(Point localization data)
----

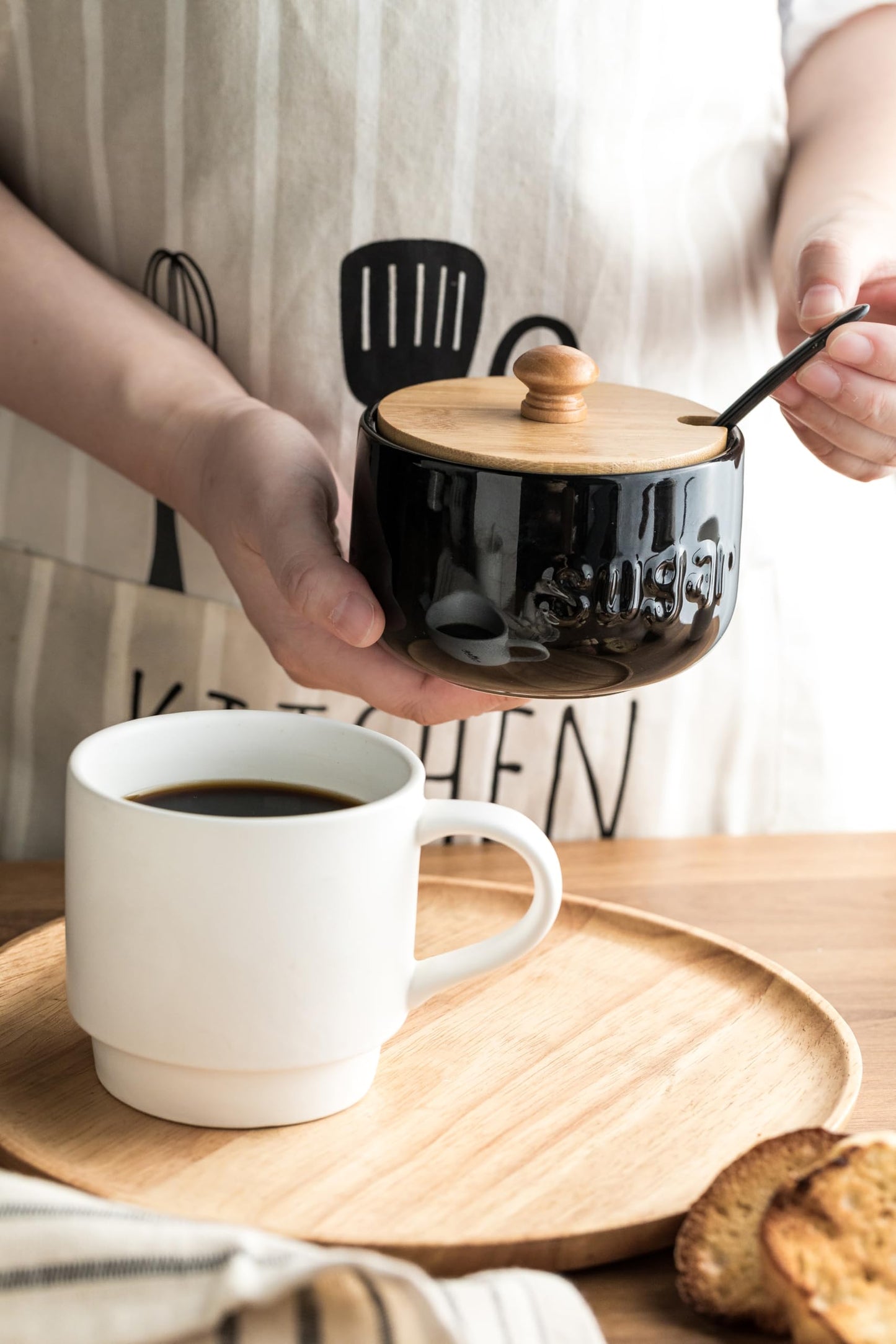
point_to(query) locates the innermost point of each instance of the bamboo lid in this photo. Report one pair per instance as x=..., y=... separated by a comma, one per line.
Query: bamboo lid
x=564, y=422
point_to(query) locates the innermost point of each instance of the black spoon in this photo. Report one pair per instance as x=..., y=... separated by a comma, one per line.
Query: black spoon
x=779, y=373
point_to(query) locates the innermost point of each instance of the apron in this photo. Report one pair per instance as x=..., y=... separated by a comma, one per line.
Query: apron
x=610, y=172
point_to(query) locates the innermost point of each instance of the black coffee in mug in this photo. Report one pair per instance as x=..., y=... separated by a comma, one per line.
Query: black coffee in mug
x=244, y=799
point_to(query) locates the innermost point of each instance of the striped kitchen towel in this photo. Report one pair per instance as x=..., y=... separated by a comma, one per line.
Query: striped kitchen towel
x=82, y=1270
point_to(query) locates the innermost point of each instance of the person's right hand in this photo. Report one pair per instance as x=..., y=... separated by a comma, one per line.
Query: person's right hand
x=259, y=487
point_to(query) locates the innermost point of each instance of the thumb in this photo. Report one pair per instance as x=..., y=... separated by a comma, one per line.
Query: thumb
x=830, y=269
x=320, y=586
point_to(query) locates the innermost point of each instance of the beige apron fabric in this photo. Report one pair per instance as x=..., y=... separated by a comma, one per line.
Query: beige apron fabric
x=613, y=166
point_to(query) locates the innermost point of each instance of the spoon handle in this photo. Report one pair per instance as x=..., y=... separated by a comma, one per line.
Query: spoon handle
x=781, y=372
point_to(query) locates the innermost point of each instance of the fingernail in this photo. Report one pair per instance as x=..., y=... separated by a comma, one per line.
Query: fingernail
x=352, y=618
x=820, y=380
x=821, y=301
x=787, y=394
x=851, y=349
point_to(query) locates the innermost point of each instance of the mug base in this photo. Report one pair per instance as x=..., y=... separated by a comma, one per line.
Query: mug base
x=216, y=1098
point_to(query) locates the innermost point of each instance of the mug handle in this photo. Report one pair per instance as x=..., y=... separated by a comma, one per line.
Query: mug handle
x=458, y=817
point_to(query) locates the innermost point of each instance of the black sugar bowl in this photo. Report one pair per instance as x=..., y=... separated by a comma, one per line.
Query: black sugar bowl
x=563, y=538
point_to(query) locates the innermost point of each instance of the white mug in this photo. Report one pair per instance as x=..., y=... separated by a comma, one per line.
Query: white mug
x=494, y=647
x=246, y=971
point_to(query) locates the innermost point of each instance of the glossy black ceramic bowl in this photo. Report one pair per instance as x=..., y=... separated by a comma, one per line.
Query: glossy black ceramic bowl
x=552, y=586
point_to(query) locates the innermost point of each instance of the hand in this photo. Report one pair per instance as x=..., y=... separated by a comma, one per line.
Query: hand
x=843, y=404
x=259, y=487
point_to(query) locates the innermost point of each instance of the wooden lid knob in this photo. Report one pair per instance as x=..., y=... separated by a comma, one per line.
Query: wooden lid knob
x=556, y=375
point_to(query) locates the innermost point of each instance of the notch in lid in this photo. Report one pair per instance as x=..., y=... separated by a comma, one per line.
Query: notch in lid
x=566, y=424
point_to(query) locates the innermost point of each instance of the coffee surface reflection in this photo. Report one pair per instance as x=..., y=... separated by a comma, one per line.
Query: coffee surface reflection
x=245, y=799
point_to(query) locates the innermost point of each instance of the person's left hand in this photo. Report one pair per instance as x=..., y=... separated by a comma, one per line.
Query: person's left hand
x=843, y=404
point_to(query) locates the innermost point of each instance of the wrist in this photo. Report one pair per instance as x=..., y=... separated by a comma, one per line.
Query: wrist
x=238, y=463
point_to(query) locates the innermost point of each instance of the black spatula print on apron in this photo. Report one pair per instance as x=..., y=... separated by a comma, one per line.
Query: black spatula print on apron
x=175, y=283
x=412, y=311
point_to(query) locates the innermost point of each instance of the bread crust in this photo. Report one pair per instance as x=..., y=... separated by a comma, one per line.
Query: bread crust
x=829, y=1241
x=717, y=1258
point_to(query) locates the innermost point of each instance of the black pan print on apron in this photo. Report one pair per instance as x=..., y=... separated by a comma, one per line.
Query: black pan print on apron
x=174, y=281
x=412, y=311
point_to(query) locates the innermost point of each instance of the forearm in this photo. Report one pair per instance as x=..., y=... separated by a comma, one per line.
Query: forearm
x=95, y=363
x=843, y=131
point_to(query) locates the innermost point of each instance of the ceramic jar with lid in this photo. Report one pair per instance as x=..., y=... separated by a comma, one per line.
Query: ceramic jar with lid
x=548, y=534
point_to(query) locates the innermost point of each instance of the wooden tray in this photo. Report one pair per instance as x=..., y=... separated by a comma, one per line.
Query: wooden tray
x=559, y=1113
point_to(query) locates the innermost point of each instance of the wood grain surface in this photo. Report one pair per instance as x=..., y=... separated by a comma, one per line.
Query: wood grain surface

----

> What to do
Go through the entries above and copy out every line that includes the word "grain".

> Solution to this task
point_to(query) locates the innermost point of each instance of the wood grain surface in this photo. Report one pair per instance as x=..., y=... separated by a comma, one per line.
Query: wood grain surface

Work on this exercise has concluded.